» **Directive**: Raise every bounding box coordinate in the answers by 147, and write out again the part of the data that opens with the line containing "wood media console." and closes with the line containing "[82,307,494,427]", both ends included. Keep every other line in that part unchanged.

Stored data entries
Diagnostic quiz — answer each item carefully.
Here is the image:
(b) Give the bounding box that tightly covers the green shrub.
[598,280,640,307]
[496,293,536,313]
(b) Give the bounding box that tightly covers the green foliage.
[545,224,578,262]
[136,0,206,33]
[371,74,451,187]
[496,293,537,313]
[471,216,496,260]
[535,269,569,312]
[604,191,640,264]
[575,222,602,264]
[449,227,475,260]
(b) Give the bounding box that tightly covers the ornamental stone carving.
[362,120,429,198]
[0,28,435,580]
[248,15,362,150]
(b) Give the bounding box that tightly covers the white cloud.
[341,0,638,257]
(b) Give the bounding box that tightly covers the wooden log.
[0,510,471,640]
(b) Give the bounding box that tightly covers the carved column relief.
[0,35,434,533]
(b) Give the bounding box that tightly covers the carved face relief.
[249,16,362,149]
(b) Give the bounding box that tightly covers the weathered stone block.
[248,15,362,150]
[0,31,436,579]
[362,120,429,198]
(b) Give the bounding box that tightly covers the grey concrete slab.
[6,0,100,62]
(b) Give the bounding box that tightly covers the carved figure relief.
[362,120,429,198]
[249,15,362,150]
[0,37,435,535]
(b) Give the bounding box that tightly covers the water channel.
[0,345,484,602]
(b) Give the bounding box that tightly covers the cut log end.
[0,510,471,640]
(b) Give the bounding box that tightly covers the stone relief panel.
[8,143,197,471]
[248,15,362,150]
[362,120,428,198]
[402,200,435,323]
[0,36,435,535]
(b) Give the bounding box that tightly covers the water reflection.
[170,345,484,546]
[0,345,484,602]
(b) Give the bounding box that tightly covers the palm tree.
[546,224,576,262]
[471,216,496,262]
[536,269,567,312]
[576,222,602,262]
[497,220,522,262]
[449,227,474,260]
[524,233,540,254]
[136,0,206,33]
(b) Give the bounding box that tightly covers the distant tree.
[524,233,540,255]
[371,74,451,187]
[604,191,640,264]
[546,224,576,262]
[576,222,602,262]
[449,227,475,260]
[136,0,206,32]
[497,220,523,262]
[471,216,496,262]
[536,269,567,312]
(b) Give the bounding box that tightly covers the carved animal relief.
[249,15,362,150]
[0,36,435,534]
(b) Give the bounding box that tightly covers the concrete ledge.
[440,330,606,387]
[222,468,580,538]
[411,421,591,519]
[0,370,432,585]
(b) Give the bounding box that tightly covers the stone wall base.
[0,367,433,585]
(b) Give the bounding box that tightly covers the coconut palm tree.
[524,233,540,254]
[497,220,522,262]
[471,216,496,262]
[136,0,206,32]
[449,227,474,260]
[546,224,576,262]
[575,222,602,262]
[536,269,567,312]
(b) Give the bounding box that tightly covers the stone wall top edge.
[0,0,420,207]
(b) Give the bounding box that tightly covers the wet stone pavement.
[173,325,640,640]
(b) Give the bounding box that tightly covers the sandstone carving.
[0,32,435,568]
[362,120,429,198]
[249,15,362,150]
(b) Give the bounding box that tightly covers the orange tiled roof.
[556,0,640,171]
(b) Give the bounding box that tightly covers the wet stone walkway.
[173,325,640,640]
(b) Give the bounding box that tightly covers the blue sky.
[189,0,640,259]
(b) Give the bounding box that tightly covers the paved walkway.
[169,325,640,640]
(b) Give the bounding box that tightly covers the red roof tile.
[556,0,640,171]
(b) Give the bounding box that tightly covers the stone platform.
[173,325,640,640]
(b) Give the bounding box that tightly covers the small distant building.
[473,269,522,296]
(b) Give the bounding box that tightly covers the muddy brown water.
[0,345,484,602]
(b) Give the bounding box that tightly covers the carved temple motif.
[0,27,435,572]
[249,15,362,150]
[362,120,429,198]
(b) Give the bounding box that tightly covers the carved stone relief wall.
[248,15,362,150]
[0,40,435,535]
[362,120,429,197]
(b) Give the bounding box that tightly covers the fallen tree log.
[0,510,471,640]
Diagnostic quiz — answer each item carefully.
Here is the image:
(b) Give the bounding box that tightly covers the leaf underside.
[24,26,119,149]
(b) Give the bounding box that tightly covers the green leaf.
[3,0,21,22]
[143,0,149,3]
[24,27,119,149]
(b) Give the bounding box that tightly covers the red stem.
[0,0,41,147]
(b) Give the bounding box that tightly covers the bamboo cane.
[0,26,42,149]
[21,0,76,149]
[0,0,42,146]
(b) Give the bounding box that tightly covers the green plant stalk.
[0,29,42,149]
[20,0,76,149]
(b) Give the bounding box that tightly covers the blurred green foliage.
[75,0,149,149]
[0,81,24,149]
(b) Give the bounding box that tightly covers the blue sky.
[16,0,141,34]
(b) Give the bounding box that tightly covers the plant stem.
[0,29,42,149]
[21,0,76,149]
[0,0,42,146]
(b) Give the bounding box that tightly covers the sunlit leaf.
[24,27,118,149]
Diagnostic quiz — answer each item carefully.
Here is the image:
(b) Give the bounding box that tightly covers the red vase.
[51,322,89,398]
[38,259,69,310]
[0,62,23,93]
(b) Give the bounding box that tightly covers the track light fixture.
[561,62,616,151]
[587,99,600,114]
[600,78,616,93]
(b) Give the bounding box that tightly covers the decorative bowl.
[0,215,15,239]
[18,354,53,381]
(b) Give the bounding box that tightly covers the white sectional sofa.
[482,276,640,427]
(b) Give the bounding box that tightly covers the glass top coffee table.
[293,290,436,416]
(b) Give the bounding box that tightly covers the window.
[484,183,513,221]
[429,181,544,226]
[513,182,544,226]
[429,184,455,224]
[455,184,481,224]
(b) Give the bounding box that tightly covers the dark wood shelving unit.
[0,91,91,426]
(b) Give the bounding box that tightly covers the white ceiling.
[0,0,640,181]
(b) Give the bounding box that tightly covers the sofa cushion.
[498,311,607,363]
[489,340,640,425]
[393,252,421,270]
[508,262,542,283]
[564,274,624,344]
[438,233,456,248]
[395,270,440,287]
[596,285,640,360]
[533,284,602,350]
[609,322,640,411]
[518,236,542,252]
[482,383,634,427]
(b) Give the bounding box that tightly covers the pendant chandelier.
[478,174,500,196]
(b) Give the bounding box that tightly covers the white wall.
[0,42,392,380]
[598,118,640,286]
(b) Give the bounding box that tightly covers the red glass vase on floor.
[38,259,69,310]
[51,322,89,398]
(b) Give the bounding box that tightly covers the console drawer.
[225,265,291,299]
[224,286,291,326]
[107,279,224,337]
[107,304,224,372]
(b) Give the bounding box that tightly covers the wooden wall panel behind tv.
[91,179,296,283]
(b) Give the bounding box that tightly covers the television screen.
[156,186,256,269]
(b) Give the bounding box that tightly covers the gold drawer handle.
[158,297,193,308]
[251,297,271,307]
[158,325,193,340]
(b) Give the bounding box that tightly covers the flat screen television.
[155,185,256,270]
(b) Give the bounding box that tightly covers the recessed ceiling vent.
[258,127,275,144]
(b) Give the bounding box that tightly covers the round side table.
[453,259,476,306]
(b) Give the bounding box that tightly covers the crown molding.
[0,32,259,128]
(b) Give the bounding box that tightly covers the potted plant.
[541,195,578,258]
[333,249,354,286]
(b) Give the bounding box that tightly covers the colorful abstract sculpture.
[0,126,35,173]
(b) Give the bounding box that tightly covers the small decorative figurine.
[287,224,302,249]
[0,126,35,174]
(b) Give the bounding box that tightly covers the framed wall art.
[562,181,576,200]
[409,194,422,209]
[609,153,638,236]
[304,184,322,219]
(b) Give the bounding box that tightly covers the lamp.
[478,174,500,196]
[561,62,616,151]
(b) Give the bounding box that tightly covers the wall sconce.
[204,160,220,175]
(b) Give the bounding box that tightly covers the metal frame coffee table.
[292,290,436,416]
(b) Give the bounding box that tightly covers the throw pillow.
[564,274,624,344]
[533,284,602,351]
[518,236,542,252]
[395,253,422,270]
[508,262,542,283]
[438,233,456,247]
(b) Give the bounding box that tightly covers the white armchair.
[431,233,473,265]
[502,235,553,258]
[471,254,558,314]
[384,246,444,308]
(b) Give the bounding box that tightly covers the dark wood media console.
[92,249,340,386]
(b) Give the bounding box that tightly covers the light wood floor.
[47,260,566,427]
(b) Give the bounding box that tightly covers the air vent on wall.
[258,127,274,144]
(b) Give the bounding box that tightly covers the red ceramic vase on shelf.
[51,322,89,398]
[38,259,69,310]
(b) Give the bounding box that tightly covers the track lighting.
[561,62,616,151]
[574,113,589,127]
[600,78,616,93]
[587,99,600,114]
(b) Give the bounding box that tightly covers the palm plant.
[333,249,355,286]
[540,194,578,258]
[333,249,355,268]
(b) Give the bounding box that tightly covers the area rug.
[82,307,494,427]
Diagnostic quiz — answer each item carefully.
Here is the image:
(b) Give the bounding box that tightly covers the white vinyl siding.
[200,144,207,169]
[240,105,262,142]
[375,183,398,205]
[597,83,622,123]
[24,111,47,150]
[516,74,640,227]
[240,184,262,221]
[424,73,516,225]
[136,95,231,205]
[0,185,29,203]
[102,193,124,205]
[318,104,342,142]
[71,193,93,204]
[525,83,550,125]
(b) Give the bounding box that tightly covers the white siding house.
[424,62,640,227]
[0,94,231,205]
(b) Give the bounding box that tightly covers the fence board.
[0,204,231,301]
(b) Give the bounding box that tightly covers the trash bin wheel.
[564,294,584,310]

» **Result of the task**:
(b) Give the bounding box that tightly covers the dark wood media console.
[239,396,487,533]
(b) Give the bounding box that tightly covers the light wood floor.
[194,407,713,574]
(b) Give the bounding box that tightly covers the air vent on wall.
[405,274,421,291]
(b) Give the bounding box that tightly covers the red ceramic vase on shelf.
[198,469,236,545]
[185,406,216,457]
(b) Give the bounding box that tightly covers the track lighting.
[708,209,763,298]
[721,260,736,274]
[747,225,763,240]
[734,246,747,261]
(b) Give the bounding box that tightly covers the palm plant.
[480,396,502,433]
[687,341,725,405]
[480,396,502,415]
(b) Give the bounding box that tightly covers the area rug.
[229,454,641,574]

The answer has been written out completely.